** Start Text **
Trust Starts With You

Here’s a truth that I’ve learned in business and in life – it’s all about trust. Trust is the problem. Trust is the opportunity. Trust is the gap. Trust is the answer. No matter how you label your issues or challenges (e.g. communication, feedback, accountability, teamwork, etc.), it always comes back to trust. That’s the biggest challenge in solving our business and life issues – we’re trying to address what we think the issue isand we’re failing to recognize and address what the issue really is – trust.

Perhaps the biggest part of that challenge is that we don’t want to admit or talk about a potential trust issue. In part, this is because we believe that our trust levels are good or high enough, but most of our trust judgments are based merely upon the basics (e.g. I trust you not to lie to me or steal from me). However, the deeper trust questions are ignored, or we think the answers are better than they are:

  • Do I trust you to have my back?
  • Do I trust that your feedback is intended to help me?
  • Do I trust that I know what you’re thinking about everything including me?
  • Do I trust that you will do what you say you’re going to do, when you say you’ll do it?

For these reasons, trust is often assumed and, therefore, not addressed, built or re-built.

Another challenge with trust is that we believe (for very good reasons) that trust is built and earned. While there is some truth in this belief, I’ve often been confused by this approach. As I’ve talked to and worked with thousands of leaders and team members, I usually hear three different mindsets regarding trust:

  1. I will trust you from the beginning until you give me a reason not to trust you (the vulnerable approach to trust, and also my personal mindset).
  2. I will neither trust you nor distrust you in the beginning, and I’ll determine trust levels as we move forward in the relationship (the neutral and seemingly non-judgmental approach to trust).
  3. I will not trust you in the beginning, and you must overcome my lack of trust in order to begin to slowly gain my trust (the protection approach to trust).
** End Text **
** Start Rows **
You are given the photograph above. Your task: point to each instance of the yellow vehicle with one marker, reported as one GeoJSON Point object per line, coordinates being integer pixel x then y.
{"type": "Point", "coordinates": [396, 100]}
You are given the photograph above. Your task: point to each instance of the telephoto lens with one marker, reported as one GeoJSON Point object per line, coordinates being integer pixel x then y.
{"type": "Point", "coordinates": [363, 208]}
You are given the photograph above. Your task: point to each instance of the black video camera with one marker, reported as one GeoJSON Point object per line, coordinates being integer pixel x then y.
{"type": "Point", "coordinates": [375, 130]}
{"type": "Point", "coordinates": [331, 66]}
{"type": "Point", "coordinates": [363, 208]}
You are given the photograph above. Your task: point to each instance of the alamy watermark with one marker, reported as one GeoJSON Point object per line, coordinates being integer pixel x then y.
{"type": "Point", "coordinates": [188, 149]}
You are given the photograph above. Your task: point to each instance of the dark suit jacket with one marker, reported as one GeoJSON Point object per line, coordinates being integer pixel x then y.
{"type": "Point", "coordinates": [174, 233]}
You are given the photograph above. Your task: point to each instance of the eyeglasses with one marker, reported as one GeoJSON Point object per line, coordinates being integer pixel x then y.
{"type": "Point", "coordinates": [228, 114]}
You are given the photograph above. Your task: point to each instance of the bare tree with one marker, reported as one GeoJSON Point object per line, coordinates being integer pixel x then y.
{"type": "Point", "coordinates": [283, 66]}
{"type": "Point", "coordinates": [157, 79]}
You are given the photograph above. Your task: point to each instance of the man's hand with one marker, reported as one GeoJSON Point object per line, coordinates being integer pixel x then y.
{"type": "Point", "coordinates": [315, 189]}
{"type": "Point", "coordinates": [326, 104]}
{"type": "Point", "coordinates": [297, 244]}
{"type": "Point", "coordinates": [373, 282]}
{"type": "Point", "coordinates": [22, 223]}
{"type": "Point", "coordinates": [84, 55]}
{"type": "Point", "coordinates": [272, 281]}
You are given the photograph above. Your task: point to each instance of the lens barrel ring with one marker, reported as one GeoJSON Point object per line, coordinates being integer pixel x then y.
** End Rows **
• To do:
**a.** Reproduce the part of the text on trust starting with "Perhaps the biggest" and going on through "everything including me?".
**b.** According to the text on trust, why is trust often assumed instead of addressed, built or re-built?
**c.** In the text on trust, which of the three mindsets does the writer describe as a personal one?

• Results:
**a.**
Perhaps the biggest part of that challenge is that we don’t want to admit or talk about a potential trust issue. In part, this is because we believe that our trust levels are good or high enough, but most of our trust judgments are based merely upon the basics (e.g. I trust you not to lie to me or steal from me). However, the deeper trust questions are ignored, or we think the answers are better than they are:

  • Do I trust you to have my back?
  • Do I trust that your feedback is intended to help me?
  • Do I trust that I know what you’re thinking about everything including me?

**b.** People don't want to admit or talk about a possible trust issue, partly because they believe their trust levels are good or high enough. Those judgments rest only on basics, such as trusting someone not to lie or steal. The deeper trust questions are ignored, or people think the answers are better than they are.

**c.** The first: trusting from the beginning until given a reason not to, which the text calls the vulnerable approach to trust.